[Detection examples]
* * * * * * * * *

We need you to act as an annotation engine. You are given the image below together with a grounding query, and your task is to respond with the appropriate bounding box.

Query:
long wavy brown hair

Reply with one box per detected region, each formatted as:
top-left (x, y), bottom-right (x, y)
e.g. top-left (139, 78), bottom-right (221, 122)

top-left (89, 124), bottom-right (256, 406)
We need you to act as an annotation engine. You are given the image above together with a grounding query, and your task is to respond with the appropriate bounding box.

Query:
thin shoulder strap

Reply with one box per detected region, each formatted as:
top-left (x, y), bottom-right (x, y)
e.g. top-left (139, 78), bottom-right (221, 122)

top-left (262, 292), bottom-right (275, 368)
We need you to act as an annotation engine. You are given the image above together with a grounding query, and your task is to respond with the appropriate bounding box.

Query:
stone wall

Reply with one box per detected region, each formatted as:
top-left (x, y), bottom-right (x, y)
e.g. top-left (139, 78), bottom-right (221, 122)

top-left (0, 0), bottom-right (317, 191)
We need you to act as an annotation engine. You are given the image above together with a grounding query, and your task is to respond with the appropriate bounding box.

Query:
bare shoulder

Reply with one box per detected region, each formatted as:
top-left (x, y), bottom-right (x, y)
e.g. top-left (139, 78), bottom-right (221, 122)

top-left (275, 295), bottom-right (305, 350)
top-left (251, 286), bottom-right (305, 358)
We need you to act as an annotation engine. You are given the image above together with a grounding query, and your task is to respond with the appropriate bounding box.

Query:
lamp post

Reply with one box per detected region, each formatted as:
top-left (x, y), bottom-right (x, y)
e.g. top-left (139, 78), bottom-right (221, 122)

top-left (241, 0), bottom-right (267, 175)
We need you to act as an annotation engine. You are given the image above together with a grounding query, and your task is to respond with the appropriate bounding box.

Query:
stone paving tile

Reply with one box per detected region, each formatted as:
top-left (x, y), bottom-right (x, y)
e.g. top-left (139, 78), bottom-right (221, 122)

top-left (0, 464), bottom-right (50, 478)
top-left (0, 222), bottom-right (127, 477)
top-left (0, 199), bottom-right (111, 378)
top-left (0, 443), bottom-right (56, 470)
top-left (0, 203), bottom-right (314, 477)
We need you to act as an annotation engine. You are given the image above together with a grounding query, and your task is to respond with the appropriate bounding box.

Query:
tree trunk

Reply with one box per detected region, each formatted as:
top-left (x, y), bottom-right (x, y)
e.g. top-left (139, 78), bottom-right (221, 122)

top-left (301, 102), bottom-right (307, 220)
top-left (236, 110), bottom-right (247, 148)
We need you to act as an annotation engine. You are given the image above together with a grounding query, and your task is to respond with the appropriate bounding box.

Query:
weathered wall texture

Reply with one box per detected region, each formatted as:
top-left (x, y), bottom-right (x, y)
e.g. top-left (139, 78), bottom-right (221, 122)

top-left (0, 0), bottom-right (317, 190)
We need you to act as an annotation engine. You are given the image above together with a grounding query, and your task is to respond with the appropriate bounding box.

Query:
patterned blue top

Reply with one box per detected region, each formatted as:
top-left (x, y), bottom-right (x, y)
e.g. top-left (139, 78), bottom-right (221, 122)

* * * * * * * * *

• **AIM OF THE EXERCISE**: Please give all the records above as a numbered list of lines, leaving out the blank lines.

• **EXERCISE OUTPUT**:
1. We need you to act as an annotation engine. You are given the image below together with a grounding query, and your task is to respond with the appropriate bounding box.
2. Query:
3. long wavy brown hair
4. Reply with one box per detected region, each formatted as:
5. top-left (x, y), bottom-right (x, y)
6. e.g. top-left (139, 78), bottom-right (221, 122)
7. top-left (89, 124), bottom-right (256, 406)
8. We need you to act as an annotation engine. You are given the image above together with a grounding query, and your task is to respond with the appropriate bounding box.
9. Query:
10. thin shoulder strap
11. Reply with one box per detected region, each formatted as:
12. top-left (x, y), bottom-right (x, y)
13. e.g. top-left (139, 78), bottom-right (221, 122)
14. top-left (262, 292), bottom-right (275, 368)
15. We need you to act as an annotation engine. You are given the image above together with a grounding query, and your task is to respond with the appropriate bounding box.
16. Query:
17. stone wall
18. Reply with one box per detected region, each formatted as:
19. top-left (x, y), bottom-right (x, y)
20. e.g. top-left (139, 78), bottom-right (221, 122)
21. top-left (0, 0), bottom-right (317, 191)
22. We need you to act as an annotation engine. You are given the image above together with a grounding query, and your task is to respond with the appropriate bounding box.
23. Query:
24. bare shoulder
25. Reply with one box per detected region, each formatted as:
26. top-left (x, y), bottom-right (x, y)
27. e.g. top-left (139, 78), bottom-right (221, 122)
28. top-left (275, 295), bottom-right (305, 350)
29. top-left (251, 286), bottom-right (305, 358)
30. We need you to act as an annotation engine. You are given the image above together with a grounding query, and your task is to respond with the appropriate bounding box.
31. Query:
32. lamp post
33. Reply with one box per detected region, each formatted as:
34. top-left (x, y), bottom-right (x, y)
35. e.g. top-left (139, 78), bottom-right (221, 122)
36. top-left (241, 0), bottom-right (267, 175)
37. We need you to act as an annotation engine. You are given the image above together with a grounding query, and your task is to respond with the appropriate bounding box.
38. Query:
39. stone paving tile
40. Reply with one box per detected region, each formatted as:
41. top-left (x, y), bottom-right (x, y)
42. e.g. top-left (139, 78), bottom-right (221, 122)
43. top-left (0, 464), bottom-right (50, 478)
44. top-left (0, 222), bottom-right (127, 477)
45. top-left (0, 199), bottom-right (111, 378)
46. top-left (0, 443), bottom-right (56, 470)
47. top-left (0, 203), bottom-right (314, 477)
48. We need you to act as an annotation engine. You are given the image above together with a grounding query, and your task is to respond with the appropriate bounding box.
49. Query:
50. tree trunk
51. Reply with one box per detected region, each formatted as:
52. top-left (x, y), bottom-right (x, y)
53. e.g. top-left (139, 78), bottom-right (221, 122)
54. top-left (301, 102), bottom-right (307, 220)
55. top-left (236, 110), bottom-right (247, 148)
56. We need you to act as an annotation engine. You are given the image above together with a grounding query, and your task is to respond with the appropriate bounding box.
57. Query:
58. weathered wall texture
59. Reply with one box per detected region, each formatted as:
60. top-left (x, y), bottom-right (x, y)
61. e.g. top-left (139, 78), bottom-right (221, 122)
62. top-left (0, 0), bottom-right (317, 190)
63. We need you to act as an annotation engine. You are given the image above together with a grounding query, and your task is to respond with the appropriate bounding box.
64. Query:
65. patterned blue top
66. Reply with one box per detected region, each formatted as:
67. top-left (x, y), bottom-right (x, y)
68. e.g. top-left (139, 78), bottom-right (221, 122)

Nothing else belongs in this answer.